### INSTRUCTIONS FOR THE TASK
In the data that follows, each entry is to be restated exactly.

### GIVEN RECORDS
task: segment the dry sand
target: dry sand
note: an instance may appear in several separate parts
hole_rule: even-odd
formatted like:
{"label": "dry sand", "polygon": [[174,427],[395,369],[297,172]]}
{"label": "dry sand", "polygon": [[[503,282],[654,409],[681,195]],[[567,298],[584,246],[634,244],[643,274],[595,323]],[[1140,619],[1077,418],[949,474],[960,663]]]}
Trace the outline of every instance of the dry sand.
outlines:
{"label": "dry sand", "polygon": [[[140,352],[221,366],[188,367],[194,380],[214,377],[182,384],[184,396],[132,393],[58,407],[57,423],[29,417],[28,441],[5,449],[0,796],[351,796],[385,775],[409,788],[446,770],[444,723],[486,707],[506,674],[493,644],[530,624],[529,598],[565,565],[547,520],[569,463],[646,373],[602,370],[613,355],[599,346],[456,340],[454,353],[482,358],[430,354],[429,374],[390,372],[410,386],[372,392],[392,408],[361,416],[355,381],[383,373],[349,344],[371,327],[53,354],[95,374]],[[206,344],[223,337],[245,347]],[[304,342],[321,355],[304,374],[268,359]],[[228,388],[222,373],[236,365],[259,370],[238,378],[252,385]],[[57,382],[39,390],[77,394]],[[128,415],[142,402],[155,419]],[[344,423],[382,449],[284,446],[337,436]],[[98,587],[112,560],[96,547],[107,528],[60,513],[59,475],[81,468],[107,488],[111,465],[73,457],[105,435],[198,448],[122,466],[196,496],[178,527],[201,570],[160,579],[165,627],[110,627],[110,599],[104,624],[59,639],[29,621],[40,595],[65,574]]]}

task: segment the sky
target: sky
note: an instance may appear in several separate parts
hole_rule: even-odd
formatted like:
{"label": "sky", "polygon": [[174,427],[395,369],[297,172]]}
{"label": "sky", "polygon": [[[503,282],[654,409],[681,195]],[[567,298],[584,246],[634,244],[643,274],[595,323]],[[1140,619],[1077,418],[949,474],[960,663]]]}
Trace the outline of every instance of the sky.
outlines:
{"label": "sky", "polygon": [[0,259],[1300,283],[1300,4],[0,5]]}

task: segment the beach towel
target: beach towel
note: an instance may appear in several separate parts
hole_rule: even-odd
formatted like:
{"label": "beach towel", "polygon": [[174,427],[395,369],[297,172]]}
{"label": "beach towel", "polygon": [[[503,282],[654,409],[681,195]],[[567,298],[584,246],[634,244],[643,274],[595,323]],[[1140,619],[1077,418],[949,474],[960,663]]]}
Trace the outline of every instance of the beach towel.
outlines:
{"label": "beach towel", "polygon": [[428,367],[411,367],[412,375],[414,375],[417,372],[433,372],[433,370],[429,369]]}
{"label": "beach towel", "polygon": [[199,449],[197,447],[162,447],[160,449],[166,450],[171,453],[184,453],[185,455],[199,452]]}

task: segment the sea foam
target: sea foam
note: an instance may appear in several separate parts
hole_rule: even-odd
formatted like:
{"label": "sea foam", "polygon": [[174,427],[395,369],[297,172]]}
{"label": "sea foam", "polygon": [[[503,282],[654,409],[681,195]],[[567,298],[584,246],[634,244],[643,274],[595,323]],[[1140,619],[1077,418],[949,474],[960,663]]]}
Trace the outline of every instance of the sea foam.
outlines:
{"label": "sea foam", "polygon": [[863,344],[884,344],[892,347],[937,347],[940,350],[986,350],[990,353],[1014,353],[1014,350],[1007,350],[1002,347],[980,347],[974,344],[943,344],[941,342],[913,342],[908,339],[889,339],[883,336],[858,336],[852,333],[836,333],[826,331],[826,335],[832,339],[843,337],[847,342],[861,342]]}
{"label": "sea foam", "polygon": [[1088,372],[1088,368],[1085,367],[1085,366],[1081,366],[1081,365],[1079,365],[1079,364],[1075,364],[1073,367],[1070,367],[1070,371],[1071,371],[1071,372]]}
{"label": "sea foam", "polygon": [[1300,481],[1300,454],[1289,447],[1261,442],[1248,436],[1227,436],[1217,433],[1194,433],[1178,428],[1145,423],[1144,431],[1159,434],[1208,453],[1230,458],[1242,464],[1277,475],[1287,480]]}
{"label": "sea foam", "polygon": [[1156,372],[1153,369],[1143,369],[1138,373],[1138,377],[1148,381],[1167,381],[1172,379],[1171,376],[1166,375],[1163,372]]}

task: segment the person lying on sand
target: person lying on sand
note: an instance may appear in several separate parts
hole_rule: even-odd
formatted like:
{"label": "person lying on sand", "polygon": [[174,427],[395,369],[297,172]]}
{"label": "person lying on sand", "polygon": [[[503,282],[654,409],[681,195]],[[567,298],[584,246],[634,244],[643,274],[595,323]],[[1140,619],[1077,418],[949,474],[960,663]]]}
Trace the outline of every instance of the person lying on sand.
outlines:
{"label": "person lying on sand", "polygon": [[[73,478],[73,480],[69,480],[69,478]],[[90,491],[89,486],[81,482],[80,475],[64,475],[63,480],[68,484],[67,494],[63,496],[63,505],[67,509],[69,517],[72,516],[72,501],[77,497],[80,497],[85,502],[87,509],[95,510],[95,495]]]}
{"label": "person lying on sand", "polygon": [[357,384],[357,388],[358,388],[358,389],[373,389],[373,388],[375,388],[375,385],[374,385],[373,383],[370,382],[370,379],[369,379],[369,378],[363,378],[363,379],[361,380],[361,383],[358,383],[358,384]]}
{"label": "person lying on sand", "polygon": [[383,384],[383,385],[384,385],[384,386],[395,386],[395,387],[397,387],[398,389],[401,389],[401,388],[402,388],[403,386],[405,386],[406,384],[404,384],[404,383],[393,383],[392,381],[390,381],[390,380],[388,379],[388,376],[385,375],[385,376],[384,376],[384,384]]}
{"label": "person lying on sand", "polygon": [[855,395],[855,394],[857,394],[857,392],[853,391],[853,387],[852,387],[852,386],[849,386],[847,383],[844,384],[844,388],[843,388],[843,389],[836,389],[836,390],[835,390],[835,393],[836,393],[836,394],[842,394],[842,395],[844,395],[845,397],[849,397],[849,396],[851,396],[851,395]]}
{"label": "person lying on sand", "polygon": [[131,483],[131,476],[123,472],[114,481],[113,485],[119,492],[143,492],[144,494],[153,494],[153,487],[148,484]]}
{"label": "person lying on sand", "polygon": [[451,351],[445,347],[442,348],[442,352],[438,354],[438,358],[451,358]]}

### PROBLEM SOLUTION
task: segment the dry sand
target: dry sand
note: an instance may appear in several separate parts
hole_rule: even-odd
formatted like:
{"label": "dry sand", "polygon": [[174,427],[395,369],[297,172]]}
{"label": "dry sand", "polygon": [[[503,282],[654,409],[681,195]],[[567,298],[584,246],[634,244],[643,274],[595,323]],[[1140,619],[1077,418],[949,474],[960,663]]]}
Trace the outline of every instance of the dry sand.
outlines:
{"label": "dry sand", "polygon": [[[140,352],[221,366],[188,367],[194,380],[214,377],[182,384],[184,396],[132,393],[58,407],[57,423],[29,417],[28,441],[5,449],[0,796],[351,796],[385,775],[409,788],[446,770],[444,723],[486,707],[506,674],[493,644],[530,624],[529,598],[565,565],[547,520],[569,463],[646,373],[602,370],[613,355],[599,346],[456,340],[454,353],[482,358],[430,354],[429,374],[390,372],[410,386],[372,392],[392,408],[361,416],[355,381],[383,373],[349,344],[371,327],[53,354],[95,374]],[[206,344],[223,337],[245,347]],[[304,342],[321,355],[304,374],[268,359]],[[228,388],[222,373],[236,365],[259,370],[238,378],[252,385]],[[57,382],[39,390],[77,394]],[[128,415],[142,402],[155,419]],[[344,423],[382,449],[284,446],[337,436]],[[98,587],[112,560],[96,547],[107,528],[60,513],[59,475],[81,468],[107,488],[111,465],[73,457],[105,435],[198,448],[122,466],[196,496],[178,527],[201,570],[160,579],[165,627],[110,627],[110,599],[104,624],[59,639],[29,621],[40,595],[65,574]]]}

task: segment the sky
target: sky
note: an instance may appear in several separate parts
hole_rule: even-odd
formatted like:
{"label": "sky", "polygon": [[174,427],[395,369],[297,172]]}
{"label": "sky", "polygon": [[[503,282],[654,409],[681,195]],[[567,298],[584,246],[634,244],[643,274],[595,323]],[[1140,619],[1077,418],[949,474],[960,663]]]}
Trace the outline of every instance of the sky.
outlines:
{"label": "sky", "polygon": [[0,259],[1300,283],[1300,4],[0,5]]}

task: segment the beach towel
target: beach towel
note: an instance may appear in several separate parts
hole_rule: even-odd
formatted like:
{"label": "beach towel", "polygon": [[174,427],[395,369],[297,172]]}
{"label": "beach towel", "polygon": [[[503,282],[654,409],[681,195]],[[567,298],[584,246],[634,244],[643,274],[595,323]],[[1140,619],[1077,418],[949,474],[960,663]]]}
Trace the outline of every instance of the beach towel.
outlines:
{"label": "beach towel", "polygon": [[428,367],[411,367],[412,375],[414,375],[417,372],[433,372],[433,370],[429,369]]}
{"label": "beach towel", "polygon": [[199,449],[197,447],[162,447],[160,449],[166,450],[171,453],[184,453],[185,455],[199,452]]}

task: segment the sea foam
target: sea foam
note: an instance may appear in several separate parts
hole_rule: even-odd
formatted like:
{"label": "sea foam", "polygon": [[174,427],[395,369],[297,172]]}
{"label": "sea foam", "polygon": [[[503,282],[654,409],[681,195]],[[567,298],[584,246],[634,244],[643,274],[595,323]],[[1140,619],[1077,418],[949,474],[960,663]]]}
Trace the outline of every instance of the sea foam.
outlines:
{"label": "sea foam", "polygon": [[863,344],[884,344],[892,347],[937,347],[940,350],[986,350],[990,353],[1014,353],[1014,350],[1007,350],[1002,347],[980,347],[974,344],[943,344],[941,342],[913,342],[908,339],[889,339],[883,336],[858,336],[852,333],[836,333],[826,331],[826,335],[832,339],[843,337],[847,342],[861,342]]}
{"label": "sea foam", "polygon": [[1088,372],[1088,368],[1085,367],[1085,366],[1081,366],[1081,365],[1079,365],[1079,364],[1075,364],[1073,367],[1070,367],[1070,371],[1071,371],[1071,372]]}
{"label": "sea foam", "polygon": [[1300,481],[1300,454],[1289,447],[1261,442],[1248,436],[1227,436],[1217,433],[1194,433],[1178,428],[1145,423],[1144,431],[1159,434],[1208,453],[1230,458],[1242,464],[1277,475],[1287,480]]}
{"label": "sea foam", "polygon": [[1156,372],[1153,369],[1143,369],[1138,373],[1138,377],[1148,381],[1167,381],[1172,379],[1171,376],[1166,375],[1163,372]]}

task: segment the person lying on sand
target: person lying on sand
note: an instance may appear in several separate parts
hole_rule: even-odd
formatted like:
{"label": "person lying on sand", "polygon": [[174,427],[395,369],[297,172]]}
{"label": "person lying on sand", "polygon": [[[503,282],[654,409],[681,195]],[[567,298],[584,246],[634,244],[643,274],[595,323]],[[1140,619],[1077,418],[949,474],[960,663]]]}
Trace the outline of every instance of the person lying on sand.
outlines:
{"label": "person lying on sand", "polygon": [[[73,478],[73,480],[69,480],[69,478]],[[90,491],[89,486],[81,482],[80,475],[64,475],[63,480],[68,484],[67,494],[63,496],[63,505],[67,509],[69,517],[72,516],[72,501],[77,497],[80,497],[85,502],[87,509],[95,510],[95,495]]]}
{"label": "person lying on sand", "polygon": [[357,384],[357,388],[358,388],[358,389],[373,389],[373,388],[375,388],[375,385],[374,385],[373,383],[370,382],[370,379],[369,379],[369,378],[363,378],[363,379],[361,380],[361,383],[358,383],[358,384]]}
{"label": "person lying on sand", "polygon": [[383,384],[383,385],[384,385],[384,386],[395,386],[395,387],[397,387],[398,389],[401,389],[401,388],[402,388],[403,386],[405,386],[406,384],[404,384],[404,383],[393,383],[392,381],[390,381],[390,380],[388,379],[388,376],[385,375],[385,376],[384,376],[384,384]]}
{"label": "person lying on sand", "polygon": [[855,395],[855,394],[857,394],[857,392],[853,391],[853,387],[852,387],[852,386],[849,386],[847,383],[844,384],[844,388],[843,388],[843,389],[836,389],[836,390],[835,390],[835,393],[836,393],[836,394],[842,394],[842,395],[844,395],[845,397],[849,397],[849,396],[851,396],[851,395]]}
{"label": "person lying on sand", "polygon": [[131,483],[131,476],[123,472],[114,481],[113,485],[119,492],[143,492],[144,494],[153,494],[153,487],[148,484]]}
{"label": "person lying on sand", "polygon": [[451,351],[445,347],[442,348],[442,352],[438,354],[438,358],[451,358]]}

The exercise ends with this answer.